*The data*
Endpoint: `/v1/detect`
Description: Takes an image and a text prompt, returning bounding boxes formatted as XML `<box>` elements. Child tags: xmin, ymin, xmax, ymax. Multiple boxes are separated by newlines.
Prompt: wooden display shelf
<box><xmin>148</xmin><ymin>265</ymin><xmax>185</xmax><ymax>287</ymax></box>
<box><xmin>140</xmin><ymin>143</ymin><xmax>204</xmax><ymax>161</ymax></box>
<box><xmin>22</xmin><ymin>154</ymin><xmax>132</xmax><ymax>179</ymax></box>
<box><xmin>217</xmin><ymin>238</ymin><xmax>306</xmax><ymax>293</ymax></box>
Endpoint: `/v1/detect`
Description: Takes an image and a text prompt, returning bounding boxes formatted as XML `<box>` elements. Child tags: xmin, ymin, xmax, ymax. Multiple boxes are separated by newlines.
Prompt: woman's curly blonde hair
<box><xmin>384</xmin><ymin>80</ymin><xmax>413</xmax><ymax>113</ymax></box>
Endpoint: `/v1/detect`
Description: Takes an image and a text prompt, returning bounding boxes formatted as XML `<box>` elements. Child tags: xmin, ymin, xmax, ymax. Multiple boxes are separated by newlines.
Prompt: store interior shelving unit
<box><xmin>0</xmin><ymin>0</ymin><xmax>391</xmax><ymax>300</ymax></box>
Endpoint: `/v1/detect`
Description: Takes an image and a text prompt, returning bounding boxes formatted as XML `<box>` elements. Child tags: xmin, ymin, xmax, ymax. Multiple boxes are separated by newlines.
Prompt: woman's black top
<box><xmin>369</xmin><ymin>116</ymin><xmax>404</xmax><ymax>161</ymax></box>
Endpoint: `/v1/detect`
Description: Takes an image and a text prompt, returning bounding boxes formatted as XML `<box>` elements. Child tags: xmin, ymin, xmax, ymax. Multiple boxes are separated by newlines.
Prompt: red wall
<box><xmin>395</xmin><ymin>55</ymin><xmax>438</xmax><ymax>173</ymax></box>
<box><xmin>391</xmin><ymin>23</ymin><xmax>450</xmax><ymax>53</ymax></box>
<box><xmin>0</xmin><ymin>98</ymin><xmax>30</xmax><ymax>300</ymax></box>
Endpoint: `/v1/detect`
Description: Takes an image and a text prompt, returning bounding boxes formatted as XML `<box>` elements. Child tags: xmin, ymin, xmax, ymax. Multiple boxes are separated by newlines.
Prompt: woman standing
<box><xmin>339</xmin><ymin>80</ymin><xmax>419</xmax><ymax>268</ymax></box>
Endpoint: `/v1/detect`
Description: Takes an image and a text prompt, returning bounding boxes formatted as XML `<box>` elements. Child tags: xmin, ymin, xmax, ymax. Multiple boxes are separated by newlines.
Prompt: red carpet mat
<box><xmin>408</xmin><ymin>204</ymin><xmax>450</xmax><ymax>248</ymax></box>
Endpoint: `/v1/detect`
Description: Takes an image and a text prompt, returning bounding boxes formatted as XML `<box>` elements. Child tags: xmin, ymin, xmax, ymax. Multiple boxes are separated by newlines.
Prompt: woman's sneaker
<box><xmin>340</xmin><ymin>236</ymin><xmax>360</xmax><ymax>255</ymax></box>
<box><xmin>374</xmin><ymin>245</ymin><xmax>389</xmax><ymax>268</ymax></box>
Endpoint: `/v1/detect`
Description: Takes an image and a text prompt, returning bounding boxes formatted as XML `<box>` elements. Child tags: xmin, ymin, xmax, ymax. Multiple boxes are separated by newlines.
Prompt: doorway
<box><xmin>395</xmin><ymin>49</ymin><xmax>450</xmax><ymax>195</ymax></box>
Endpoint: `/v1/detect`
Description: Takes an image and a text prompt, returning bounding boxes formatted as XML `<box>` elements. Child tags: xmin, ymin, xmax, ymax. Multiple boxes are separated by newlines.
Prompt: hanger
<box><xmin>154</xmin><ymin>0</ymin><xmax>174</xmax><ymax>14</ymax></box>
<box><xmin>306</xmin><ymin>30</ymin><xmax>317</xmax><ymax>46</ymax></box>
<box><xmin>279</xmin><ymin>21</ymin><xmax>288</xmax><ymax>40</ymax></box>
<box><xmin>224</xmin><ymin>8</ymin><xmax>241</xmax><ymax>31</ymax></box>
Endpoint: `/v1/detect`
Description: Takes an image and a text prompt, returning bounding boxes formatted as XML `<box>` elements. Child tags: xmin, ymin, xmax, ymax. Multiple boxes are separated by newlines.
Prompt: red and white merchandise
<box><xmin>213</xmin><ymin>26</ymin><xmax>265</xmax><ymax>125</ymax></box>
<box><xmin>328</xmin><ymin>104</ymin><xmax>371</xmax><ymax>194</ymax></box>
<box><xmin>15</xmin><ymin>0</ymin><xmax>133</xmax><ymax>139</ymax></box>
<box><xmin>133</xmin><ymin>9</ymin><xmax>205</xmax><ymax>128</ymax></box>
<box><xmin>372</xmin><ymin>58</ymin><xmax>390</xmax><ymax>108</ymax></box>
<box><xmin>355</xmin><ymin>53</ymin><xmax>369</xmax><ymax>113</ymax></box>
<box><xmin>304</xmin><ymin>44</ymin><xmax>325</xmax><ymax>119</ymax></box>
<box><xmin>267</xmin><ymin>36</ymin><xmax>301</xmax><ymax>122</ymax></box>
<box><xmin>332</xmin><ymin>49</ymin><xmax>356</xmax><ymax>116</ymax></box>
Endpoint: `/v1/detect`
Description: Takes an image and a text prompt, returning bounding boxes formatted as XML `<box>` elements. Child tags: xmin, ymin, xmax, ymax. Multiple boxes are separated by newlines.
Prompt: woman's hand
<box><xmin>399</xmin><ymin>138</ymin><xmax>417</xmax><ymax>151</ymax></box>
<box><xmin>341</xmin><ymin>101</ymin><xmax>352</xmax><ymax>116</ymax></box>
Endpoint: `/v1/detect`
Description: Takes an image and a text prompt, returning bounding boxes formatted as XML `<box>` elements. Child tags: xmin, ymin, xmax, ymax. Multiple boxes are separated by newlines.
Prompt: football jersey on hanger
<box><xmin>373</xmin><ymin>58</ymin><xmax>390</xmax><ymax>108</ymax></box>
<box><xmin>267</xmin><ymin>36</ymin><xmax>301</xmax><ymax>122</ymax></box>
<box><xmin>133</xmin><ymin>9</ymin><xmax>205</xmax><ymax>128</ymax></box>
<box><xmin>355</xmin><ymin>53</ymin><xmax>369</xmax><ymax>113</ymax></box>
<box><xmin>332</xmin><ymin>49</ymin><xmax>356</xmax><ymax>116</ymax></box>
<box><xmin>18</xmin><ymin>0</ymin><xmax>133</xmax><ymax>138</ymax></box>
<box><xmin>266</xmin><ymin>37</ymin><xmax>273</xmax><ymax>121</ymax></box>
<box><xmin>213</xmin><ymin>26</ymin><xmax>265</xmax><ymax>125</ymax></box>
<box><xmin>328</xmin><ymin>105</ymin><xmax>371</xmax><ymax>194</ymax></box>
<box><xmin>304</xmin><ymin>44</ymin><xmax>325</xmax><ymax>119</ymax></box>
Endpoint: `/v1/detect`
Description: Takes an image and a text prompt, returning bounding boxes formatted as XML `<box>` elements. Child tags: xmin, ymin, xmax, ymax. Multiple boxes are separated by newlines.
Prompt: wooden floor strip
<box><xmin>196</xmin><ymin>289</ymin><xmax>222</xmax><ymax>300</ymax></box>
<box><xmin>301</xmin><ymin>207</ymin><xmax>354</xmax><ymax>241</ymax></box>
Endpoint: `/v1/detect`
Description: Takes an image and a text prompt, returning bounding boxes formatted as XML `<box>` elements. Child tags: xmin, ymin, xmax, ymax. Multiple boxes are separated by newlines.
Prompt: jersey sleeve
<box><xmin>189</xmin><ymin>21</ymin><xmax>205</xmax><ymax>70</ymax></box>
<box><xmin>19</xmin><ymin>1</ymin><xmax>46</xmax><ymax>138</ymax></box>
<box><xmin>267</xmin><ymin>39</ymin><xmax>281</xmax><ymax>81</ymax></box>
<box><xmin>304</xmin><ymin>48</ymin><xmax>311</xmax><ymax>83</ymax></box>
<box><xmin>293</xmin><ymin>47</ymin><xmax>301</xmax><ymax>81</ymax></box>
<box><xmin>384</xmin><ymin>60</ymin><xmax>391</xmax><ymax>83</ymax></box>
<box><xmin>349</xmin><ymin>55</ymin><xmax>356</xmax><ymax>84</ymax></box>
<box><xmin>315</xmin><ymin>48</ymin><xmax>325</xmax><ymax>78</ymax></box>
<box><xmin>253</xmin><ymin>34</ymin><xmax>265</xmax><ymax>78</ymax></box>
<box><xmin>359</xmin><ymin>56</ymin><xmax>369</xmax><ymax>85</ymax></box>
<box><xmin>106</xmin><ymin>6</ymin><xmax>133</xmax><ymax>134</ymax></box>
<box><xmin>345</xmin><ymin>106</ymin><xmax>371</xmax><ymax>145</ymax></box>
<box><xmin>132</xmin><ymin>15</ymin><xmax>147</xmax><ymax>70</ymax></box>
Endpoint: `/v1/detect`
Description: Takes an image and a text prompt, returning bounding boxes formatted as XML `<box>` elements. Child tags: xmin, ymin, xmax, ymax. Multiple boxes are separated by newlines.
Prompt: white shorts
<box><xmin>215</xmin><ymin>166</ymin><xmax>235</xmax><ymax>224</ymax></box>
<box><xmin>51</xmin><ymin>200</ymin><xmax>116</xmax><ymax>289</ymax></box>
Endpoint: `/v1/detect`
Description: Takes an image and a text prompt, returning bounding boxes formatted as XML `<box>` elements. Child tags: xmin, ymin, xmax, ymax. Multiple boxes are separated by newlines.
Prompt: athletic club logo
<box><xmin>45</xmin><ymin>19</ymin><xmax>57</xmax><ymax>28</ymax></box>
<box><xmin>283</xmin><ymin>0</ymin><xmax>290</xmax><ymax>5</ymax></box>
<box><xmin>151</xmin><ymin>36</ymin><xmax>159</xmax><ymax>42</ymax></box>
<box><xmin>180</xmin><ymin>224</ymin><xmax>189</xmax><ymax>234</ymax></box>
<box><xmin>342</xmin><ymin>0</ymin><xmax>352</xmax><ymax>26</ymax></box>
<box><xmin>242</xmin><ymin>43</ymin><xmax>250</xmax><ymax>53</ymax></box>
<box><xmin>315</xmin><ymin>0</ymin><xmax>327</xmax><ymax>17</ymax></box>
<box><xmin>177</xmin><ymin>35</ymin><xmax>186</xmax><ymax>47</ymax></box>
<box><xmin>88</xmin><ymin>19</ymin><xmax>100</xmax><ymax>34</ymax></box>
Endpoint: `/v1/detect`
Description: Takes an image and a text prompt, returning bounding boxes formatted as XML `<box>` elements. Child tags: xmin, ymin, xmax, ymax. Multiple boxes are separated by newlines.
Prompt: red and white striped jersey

*Problem to solve*
All lines from the one with "Prompt: athletic club logo" through the final line above are to be quoted exactly; quote no other line.

*Problem solution*
Prompt: athletic club logo
<box><xmin>45</xmin><ymin>19</ymin><xmax>57</xmax><ymax>28</ymax></box>
<box><xmin>283</xmin><ymin>0</ymin><xmax>290</xmax><ymax>5</ymax></box>
<box><xmin>151</xmin><ymin>36</ymin><xmax>159</xmax><ymax>42</ymax></box>
<box><xmin>180</xmin><ymin>224</ymin><xmax>189</xmax><ymax>234</ymax></box>
<box><xmin>342</xmin><ymin>0</ymin><xmax>352</xmax><ymax>26</ymax></box>
<box><xmin>242</xmin><ymin>43</ymin><xmax>250</xmax><ymax>53</ymax></box>
<box><xmin>315</xmin><ymin>0</ymin><xmax>327</xmax><ymax>17</ymax></box>
<box><xmin>177</xmin><ymin>35</ymin><xmax>186</xmax><ymax>47</ymax></box>
<box><xmin>88</xmin><ymin>19</ymin><xmax>100</xmax><ymax>34</ymax></box>
Endpoint: `/v1/detect`
Description: Takes an image and a text prompt, returning bounding boxes formatted as XML `<box>` elements. Child tags: xmin, ymin, xmax, ymax. Multiple boxes are separated by newlines.
Prompt: red and white striped jersey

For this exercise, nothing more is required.